Output all the data exactly. Pictures do not belong in the copy.

Records supplied ▸
_____

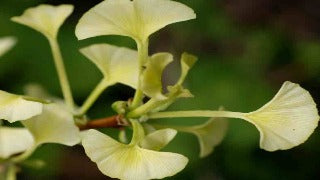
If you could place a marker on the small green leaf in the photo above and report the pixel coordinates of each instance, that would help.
(187, 62)
(15, 108)
(151, 79)
(6, 43)
(117, 64)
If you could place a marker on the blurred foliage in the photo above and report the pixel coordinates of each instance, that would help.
(246, 50)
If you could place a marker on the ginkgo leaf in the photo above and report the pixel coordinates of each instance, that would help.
(158, 139)
(117, 64)
(14, 140)
(15, 108)
(137, 19)
(54, 125)
(130, 162)
(44, 18)
(6, 43)
(152, 75)
(287, 120)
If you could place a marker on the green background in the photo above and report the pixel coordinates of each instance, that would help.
(246, 50)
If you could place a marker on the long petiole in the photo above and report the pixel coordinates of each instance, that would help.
(143, 57)
(103, 84)
(64, 83)
(199, 113)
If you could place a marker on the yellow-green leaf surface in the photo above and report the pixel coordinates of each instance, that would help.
(44, 18)
(152, 75)
(6, 43)
(130, 162)
(15, 108)
(158, 139)
(14, 140)
(287, 120)
(137, 19)
(54, 125)
(117, 64)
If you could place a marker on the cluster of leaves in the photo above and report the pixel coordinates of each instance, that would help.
(284, 122)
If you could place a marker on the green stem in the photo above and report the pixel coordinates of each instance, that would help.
(103, 84)
(138, 132)
(143, 57)
(200, 113)
(64, 83)
(153, 104)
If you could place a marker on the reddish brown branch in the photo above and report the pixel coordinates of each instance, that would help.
(108, 122)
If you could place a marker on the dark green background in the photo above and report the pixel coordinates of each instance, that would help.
(246, 50)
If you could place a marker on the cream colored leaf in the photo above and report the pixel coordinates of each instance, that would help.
(54, 125)
(287, 120)
(137, 19)
(15, 108)
(152, 76)
(44, 18)
(117, 64)
(158, 139)
(130, 162)
(6, 43)
(14, 140)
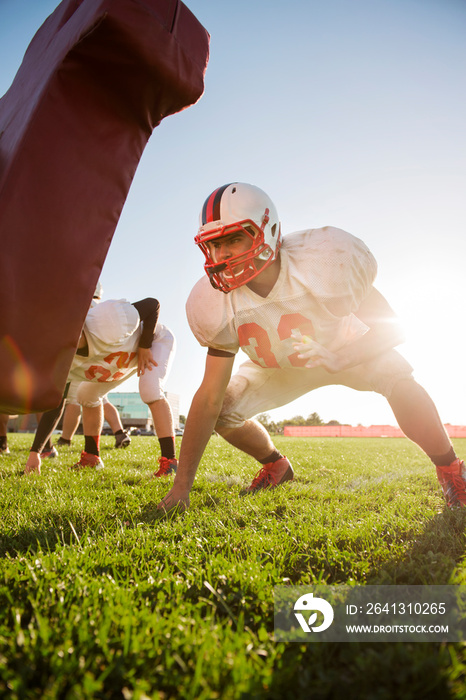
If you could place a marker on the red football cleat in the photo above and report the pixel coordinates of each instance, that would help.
(166, 467)
(271, 475)
(453, 482)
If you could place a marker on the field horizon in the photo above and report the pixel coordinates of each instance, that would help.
(101, 599)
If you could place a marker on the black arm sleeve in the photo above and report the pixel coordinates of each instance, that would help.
(148, 310)
(47, 424)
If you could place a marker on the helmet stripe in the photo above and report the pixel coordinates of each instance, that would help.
(211, 208)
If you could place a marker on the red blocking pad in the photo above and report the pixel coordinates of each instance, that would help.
(96, 79)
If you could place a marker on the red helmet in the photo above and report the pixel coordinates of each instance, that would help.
(245, 208)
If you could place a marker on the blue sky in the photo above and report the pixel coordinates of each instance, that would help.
(348, 113)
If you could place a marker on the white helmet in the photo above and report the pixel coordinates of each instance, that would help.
(239, 207)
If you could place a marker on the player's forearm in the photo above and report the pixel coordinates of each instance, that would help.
(200, 424)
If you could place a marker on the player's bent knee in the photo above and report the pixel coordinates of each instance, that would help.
(151, 394)
(88, 396)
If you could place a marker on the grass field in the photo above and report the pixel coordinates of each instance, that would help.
(98, 599)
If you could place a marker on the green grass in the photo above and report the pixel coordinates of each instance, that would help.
(99, 599)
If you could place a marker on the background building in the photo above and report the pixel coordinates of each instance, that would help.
(134, 413)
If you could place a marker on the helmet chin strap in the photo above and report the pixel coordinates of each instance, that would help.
(213, 271)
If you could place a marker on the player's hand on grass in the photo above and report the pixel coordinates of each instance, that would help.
(316, 355)
(174, 502)
(145, 360)
(33, 463)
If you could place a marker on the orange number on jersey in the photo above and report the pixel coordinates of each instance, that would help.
(122, 358)
(295, 322)
(263, 348)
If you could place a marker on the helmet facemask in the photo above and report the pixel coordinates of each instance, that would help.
(237, 270)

_____

Problem solution ▸
If you could place a marker on the small green leaf in the photo above and report the pixel coordinates of each instance, that would help.
(187, 62)
(15, 108)
(151, 79)
(6, 43)
(117, 64)
If you could place a marker on the blurred foliage in the photo above and report the pixel coordinates of each instance, that would help.
(246, 50)
If you could place a marker on the ginkgo leaf in the photo above and report the pixel coordinates of each instance, that would help.
(158, 139)
(117, 64)
(14, 140)
(15, 108)
(137, 19)
(54, 125)
(130, 162)
(44, 18)
(6, 43)
(152, 75)
(287, 120)
If you could place a marker on the green background in the photo above and report the pixel coordinates of each instance, that would help.
(246, 50)
If you could place a marker on the long petiole in the photo above and report the pixel coordinates of each instance, that would help.
(143, 57)
(103, 84)
(64, 83)
(199, 113)
If you could place a marker on the yellow-green leaf surface in the photo above and report the pixel coordinates of each instance, that would help.
(44, 18)
(152, 75)
(6, 43)
(130, 162)
(15, 108)
(158, 139)
(14, 140)
(287, 120)
(137, 19)
(54, 125)
(117, 64)
If you could place a marker on the cluster of leaves in the photo above and report the pixel coordinates of each instance, that would help.
(284, 122)
If you could place a marker on the green stem in the photo above and report the pixel coordinates of each instance, that would help.
(103, 84)
(138, 132)
(143, 57)
(200, 113)
(64, 83)
(153, 104)
If you could place a marker on the reddish brown branch in the photo above and report the pixel coordinates of each instance, that would help.
(108, 122)
If you could place a marker on the dark green background in the photo above and report the pixel coordinates of each instance, that would help.
(246, 50)
If you could place a marker on the cream colored leaf in the photo above and report the pixel coordinates of each instance, that would help.
(54, 125)
(287, 120)
(137, 19)
(15, 108)
(152, 76)
(44, 18)
(117, 64)
(158, 139)
(130, 162)
(6, 43)
(14, 140)
If you could place a marker on the red football cleat in the photo above and report the pixel coordinates of each instance, that would help.
(166, 467)
(271, 475)
(453, 482)
If you could place a marker on the field horizon in the photo above and report the pixel coordinates of each instance, that would help.
(101, 599)
If you could place a marker on the black arm sleeve in the photo above and report the pixel coordinates of each instance, that would help.
(148, 310)
(47, 424)
If you could place a marker on the helmet stripe in the photo above and report the pixel coordinates of each instance, that would help.
(211, 208)
If you could place a marker on the red blocking pad in the photo above and report the pixel coordinates of each instance, that would help.
(96, 79)
If you could place a marker on the red helmet in the photo above and report the pixel coordinates of each instance, that would help.
(245, 208)
If you could place a marker on the blue sky in the photo above and report the pixel coordinates of each instance, that would help.
(348, 113)
If you could place a marker on the white helmet in the photo above and report the pixel coordinates of each instance, that would help.
(239, 207)
If you could place a marker on the player's forearm in the photo above and report the pixel coordinates of each instance, that would help.
(200, 424)
If you could place a marker on the player's bent knee in the photo above and report the pixel coordinates of each instance, that would help.
(151, 394)
(88, 396)
If you could place a marker on the grass field in the photo above and report the pixel coordinates of each instance, that would help.
(98, 599)
If you could place a marker on the green grass in the photo above and report the pixel coordinates of each instance, that would help.
(99, 599)
If you could place a marker on the background building in the photo above and report the pixel coordinates of each instance, that would help.
(134, 413)
If you could place a marker on the helmet chin strap in the photo above and report the pixel coordinates of each instance, that would help.
(213, 271)
If you could place a marker on the player's hand on grass in the photo above and report the pixel coordinates of each instance, that would help.
(316, 355)
(174, 502)
(145, 360)
(33, 463)
If you could place a marker on the orange number on jersey in the photo above and report the pixel coordinates of each instance, that would help.
(122, 358)
(295, 322)
(263, 348)
If you could place a marker on the helmet facemask in the photo above and report the pixel coordinates of each instance, that would help.
(237, 270)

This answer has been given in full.